**What you need to do**: Return every one of the records below unchanged, character for character.

**Data shown**:
::::

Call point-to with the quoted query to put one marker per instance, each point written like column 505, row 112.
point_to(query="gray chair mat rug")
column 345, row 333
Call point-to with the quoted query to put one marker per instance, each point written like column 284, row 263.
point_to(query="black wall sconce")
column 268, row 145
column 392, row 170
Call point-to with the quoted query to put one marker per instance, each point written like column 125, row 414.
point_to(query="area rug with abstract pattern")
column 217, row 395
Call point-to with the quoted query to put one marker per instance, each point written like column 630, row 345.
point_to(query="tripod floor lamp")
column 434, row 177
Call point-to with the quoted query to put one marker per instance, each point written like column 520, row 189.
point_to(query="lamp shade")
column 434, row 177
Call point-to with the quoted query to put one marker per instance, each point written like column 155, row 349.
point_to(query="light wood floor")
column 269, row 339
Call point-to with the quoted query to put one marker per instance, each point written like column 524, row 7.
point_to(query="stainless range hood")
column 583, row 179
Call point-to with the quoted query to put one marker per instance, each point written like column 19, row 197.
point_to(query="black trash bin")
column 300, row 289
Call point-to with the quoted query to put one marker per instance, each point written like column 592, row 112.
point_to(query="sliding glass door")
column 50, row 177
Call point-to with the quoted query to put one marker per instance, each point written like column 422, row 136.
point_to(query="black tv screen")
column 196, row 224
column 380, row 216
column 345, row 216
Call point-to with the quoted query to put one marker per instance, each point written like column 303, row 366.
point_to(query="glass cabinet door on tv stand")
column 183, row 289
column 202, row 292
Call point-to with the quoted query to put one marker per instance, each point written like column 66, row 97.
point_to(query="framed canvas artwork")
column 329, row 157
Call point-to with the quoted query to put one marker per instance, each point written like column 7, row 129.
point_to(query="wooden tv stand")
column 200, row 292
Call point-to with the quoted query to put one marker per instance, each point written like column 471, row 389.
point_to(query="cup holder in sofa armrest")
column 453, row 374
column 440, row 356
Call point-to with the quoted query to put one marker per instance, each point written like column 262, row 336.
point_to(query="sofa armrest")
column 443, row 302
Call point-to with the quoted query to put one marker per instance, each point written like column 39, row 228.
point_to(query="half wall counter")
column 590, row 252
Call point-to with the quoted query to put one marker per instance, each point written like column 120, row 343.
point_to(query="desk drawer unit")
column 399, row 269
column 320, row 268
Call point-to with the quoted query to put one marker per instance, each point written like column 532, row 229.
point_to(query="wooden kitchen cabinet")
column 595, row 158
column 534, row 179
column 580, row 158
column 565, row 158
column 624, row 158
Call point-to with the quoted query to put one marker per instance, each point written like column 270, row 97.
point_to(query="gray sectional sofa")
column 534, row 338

::::

**Answer for this exercise**:
Call point-to with the quoted query to put one marker per instance, each point written like column 505, row 112.
point_to(query="gray chair mat rug")
column 345, row 333
Call point-to with the quoted query to put one marker per instance, each point written like column 284, row 263.
point_to(query="black wall sconce")
column 268, row 145
column 392, row 170
Call point-to with the quoted query to put one marker per instance, each point written like column 125, row 414.
point_to(query="area rug with abstract pattern")
column 217, row 395
Call point-to with the quoted query to put one marker per instance, each point written like column 630, row 345.
point_to(query="tripod floor lamp")
column 434, row 177
Call point-to with the quoted query to put one marker per instance, each point written like column 520, row 189.
point_to(query="lamp shade")
column 434, row 177
Call point-to with the quoted query to put one marker per instance, each point written like column 155, row 349.
point_to(query="light wood floor")
column 269, row 339
Call point-to with the quoted query to put one marker per instance, each point written like column 524, row 7.
point_to(query="stainless range hood")
column 583, row 179
Call point-to with the quoted query to put one marker per instance, each point written like column 19, row 197.
point_to(query="black trash bin")
column 300, row 289
Call point-to with the quoted query to put one marker per instance, each point written like column 592, row 112.
point_to(query="sliding glass door")
column 50, row 177
Call point-to with the quoted query to put one marker per instance, each point written like column 422, row 136.
point_to(query="black tv screen")
column 196, row 224
column 380, row 216
column 345, row 216
Call point-to with the quoted query to put one marker per instance, each point written like column 303, row 366.
point_to(query="glass cabinet door on tv stand")
column 183, row 289
column 202, row 292
Call point-to with the quoted query to put one marker per instance, each point written like column 66, row 97.
point_to(query="framed canvas artwork")
column 329, row 157
Call point-to with the quoted query to put one marker per instance, each point written like column 7, row 129.
point_to(query="wooden tv stand")
column 200, row 292
Call point-to with the quoted query to put one marker per instance, each point written like column 471, row 389.
point_to(query="cup holder in sofa armrest")
column 453, row 374
column 440, row 356
Call point-to with the quoted query to put one marker per instance, each point written like column 262, row 336.
point_to(query="sofa armrest")
column 443, row 302
Call point-to with the quoted query to put one marker per instance, each point written like column 39, row 228.
point_to(query="half wall counter")
column 590, row 252
Call point-to with the quoted query to put one marker per instance, each point written like column 120, row 343.
point_to(query="desk drawer unit")
column 399, row 269
column 320, row 268
Call point-to with the quoted query to put one marker per instance, each point written like column 532, row 229.
point_to(query="wooden kitchen cabinet")
column 595, row 158
column 534, row 179
column 580, row 158
column 565, row 158
column 624, row 158
Call point-to with the quoted query to put one marker per instance, each point written like column 270, row 97.
point_to(query="gray sectional sofa")
column 534, row 338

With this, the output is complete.